**Goal of the exercise**
Switch "audit" to "review" in the entries from the line containing "For the audit, pick out each instance of the grey water" through the end of the entries, and reproduce only those lines with nothing else altered.

** begin **

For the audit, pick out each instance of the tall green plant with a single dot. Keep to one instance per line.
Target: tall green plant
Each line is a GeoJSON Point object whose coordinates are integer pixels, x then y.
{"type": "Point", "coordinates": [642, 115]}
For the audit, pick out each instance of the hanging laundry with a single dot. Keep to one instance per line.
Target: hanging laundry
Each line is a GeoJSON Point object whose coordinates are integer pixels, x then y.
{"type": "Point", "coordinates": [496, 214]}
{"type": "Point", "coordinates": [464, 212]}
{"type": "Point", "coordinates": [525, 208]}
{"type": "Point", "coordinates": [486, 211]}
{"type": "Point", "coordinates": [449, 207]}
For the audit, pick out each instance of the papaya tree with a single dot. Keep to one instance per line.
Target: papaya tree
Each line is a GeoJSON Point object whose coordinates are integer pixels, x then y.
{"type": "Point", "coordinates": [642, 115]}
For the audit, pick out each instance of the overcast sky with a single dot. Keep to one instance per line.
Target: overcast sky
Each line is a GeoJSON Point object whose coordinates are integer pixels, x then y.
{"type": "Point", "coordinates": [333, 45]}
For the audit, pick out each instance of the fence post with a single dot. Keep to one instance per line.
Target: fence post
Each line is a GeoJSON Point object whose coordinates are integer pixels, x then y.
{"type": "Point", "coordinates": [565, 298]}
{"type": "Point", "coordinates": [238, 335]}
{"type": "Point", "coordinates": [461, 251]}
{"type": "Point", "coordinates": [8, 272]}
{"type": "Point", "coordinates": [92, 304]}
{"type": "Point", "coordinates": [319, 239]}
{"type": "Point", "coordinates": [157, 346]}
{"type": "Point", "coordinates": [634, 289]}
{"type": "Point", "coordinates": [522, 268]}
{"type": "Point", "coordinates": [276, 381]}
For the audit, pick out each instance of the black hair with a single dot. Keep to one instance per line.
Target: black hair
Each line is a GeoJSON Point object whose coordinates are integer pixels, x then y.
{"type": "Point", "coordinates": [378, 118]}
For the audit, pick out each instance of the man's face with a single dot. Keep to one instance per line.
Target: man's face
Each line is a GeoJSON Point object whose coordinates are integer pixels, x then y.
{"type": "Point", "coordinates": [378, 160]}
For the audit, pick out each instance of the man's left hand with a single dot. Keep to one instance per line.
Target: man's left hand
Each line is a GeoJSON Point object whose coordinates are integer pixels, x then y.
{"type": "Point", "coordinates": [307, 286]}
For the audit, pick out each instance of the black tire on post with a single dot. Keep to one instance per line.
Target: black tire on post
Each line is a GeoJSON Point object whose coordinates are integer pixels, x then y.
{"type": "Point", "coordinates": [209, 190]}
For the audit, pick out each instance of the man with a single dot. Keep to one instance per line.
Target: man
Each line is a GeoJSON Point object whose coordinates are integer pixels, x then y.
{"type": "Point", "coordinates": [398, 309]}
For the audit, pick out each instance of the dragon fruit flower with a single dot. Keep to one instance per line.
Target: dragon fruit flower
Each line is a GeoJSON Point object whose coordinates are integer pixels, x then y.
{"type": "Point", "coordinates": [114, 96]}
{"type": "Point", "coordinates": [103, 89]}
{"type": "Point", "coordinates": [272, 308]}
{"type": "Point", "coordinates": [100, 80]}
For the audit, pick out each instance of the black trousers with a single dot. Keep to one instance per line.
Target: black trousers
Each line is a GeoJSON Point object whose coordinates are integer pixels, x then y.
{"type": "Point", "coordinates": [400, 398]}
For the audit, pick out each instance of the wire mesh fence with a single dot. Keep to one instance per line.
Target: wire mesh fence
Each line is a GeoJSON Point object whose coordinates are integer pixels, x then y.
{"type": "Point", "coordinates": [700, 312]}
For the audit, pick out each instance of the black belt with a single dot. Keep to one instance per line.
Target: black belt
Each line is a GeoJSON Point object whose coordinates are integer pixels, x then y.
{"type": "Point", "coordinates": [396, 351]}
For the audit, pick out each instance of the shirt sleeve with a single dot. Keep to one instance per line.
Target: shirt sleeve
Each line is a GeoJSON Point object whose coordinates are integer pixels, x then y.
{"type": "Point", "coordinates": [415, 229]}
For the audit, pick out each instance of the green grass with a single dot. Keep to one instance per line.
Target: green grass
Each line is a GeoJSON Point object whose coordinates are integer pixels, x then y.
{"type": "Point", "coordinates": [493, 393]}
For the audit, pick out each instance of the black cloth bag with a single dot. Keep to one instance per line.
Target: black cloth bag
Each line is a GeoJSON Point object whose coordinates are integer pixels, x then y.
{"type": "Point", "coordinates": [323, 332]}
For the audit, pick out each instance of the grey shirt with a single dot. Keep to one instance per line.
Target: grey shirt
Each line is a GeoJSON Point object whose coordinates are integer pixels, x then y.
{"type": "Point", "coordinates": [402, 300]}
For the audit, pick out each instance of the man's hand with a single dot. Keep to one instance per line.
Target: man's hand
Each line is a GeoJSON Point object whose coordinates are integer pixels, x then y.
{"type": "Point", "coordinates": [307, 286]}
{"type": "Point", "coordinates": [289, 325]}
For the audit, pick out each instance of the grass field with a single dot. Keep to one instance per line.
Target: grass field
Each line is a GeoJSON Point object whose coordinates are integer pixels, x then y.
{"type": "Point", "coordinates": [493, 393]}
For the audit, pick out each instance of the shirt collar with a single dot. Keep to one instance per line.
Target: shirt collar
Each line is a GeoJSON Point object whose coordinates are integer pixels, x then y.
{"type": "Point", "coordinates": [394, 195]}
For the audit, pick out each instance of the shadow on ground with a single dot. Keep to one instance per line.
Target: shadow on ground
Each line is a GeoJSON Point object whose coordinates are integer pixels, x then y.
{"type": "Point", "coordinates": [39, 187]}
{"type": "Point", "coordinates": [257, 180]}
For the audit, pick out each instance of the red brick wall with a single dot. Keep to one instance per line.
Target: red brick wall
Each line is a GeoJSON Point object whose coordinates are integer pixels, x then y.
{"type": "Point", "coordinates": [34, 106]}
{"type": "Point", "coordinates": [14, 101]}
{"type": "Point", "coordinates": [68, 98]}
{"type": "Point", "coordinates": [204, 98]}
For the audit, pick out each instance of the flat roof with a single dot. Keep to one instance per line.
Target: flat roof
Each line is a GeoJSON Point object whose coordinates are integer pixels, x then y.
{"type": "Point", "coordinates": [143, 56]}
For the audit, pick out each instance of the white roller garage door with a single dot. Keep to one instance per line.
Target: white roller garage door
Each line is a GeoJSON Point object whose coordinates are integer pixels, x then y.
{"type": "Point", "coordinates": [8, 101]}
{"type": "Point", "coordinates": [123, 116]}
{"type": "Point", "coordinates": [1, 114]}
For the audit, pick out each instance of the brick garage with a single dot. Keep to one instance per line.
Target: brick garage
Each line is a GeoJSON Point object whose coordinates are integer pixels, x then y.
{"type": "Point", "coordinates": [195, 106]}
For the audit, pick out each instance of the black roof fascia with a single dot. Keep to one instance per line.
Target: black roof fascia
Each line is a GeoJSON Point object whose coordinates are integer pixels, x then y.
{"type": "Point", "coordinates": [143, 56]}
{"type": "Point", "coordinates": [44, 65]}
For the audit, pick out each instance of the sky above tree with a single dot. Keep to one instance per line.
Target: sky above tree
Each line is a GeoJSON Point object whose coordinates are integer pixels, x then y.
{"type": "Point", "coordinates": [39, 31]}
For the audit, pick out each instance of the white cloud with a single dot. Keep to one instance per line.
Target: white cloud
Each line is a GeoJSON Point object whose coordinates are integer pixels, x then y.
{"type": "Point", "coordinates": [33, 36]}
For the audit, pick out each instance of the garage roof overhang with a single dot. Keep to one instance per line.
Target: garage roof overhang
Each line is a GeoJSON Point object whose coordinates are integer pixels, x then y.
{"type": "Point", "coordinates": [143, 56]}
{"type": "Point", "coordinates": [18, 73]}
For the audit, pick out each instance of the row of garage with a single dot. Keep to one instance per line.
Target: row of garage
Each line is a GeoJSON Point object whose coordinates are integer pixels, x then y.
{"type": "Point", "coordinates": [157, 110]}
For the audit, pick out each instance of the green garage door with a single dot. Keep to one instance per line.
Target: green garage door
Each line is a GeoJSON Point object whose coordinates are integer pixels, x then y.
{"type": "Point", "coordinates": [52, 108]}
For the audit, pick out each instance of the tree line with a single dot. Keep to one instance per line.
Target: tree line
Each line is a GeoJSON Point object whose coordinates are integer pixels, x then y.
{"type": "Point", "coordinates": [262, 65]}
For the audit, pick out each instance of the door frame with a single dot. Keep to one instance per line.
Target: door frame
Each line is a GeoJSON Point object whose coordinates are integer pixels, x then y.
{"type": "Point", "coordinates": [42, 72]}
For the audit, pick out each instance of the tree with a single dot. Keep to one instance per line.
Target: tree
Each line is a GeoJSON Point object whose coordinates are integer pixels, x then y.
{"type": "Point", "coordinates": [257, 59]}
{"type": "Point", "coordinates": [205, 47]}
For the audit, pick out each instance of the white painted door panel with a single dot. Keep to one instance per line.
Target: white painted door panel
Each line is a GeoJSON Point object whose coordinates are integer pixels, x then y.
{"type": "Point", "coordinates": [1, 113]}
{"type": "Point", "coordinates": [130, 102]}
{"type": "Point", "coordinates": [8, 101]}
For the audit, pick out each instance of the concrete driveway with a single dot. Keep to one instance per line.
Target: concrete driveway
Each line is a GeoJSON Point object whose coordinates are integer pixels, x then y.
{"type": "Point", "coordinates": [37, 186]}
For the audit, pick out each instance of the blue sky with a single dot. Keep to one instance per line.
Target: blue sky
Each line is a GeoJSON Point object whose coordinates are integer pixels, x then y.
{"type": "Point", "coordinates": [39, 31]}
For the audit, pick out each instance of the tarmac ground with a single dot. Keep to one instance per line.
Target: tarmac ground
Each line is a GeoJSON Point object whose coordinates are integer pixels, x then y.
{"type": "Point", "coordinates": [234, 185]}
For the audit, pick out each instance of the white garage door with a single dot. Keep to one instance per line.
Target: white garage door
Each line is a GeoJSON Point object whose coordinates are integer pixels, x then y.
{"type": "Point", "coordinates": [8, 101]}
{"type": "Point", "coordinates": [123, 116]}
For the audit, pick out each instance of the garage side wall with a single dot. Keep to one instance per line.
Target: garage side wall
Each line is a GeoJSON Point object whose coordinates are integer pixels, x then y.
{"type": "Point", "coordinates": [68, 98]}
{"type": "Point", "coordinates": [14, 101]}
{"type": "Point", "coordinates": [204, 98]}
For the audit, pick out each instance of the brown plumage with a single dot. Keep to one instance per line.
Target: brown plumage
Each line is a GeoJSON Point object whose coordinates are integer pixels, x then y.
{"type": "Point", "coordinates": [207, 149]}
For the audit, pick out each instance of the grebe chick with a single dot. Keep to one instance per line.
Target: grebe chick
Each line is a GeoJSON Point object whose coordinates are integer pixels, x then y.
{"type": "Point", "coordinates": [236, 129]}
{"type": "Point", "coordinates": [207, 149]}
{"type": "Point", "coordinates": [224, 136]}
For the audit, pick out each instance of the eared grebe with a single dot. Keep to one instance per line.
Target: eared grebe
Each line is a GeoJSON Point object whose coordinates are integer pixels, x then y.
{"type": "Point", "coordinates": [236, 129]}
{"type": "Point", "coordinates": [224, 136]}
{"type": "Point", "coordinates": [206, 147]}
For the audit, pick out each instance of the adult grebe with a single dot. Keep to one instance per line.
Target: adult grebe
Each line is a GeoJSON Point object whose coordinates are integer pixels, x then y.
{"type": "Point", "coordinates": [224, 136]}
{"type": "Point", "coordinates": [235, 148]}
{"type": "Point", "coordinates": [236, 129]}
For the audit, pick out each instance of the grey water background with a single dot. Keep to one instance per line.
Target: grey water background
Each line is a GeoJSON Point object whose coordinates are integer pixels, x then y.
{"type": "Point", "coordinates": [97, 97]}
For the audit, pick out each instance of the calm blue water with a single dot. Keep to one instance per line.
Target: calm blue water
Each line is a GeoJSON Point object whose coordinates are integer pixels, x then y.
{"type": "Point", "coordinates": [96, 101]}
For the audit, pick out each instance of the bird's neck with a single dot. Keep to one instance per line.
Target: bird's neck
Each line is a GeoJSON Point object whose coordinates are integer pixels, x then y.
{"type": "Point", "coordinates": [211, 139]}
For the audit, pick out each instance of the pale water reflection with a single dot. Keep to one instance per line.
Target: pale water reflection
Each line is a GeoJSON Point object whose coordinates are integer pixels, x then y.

** end **

**Answer**
For the review, pick out each instance of the grey water background with a single dot. Keep to one instance per line.
Target: grey water background
Each line is a GeoJSON Point object whose coordinates are integer pixels, x then y.
{"type": "Point", "coordinates": [97, 97]}
For the review, pick out each instance of the calm blue water with a single dot. Keep to one instance per line.
Target: calm blue water
Each line is a GeoJSON Point object whose coordinates are integer pixels, x then y.
{"type": "Point", "coordinates": [96, 101]}
For the review, pick out each instance of the bird's neck with a single dot. Keep to one instance per line.
Target: bird's neck
Each line is a GeoJSON Point object whose coordinates are integer pixels, x then y.
{"type": "Point", "coordinates": [211, 139]}
For the review, pick out each instance of the pale water reflection with a single dot. Keep to one instance per line.
Target: pale water reflection
Each line is a GeoJSON Point object whose coordinates are integer pixels, x then y.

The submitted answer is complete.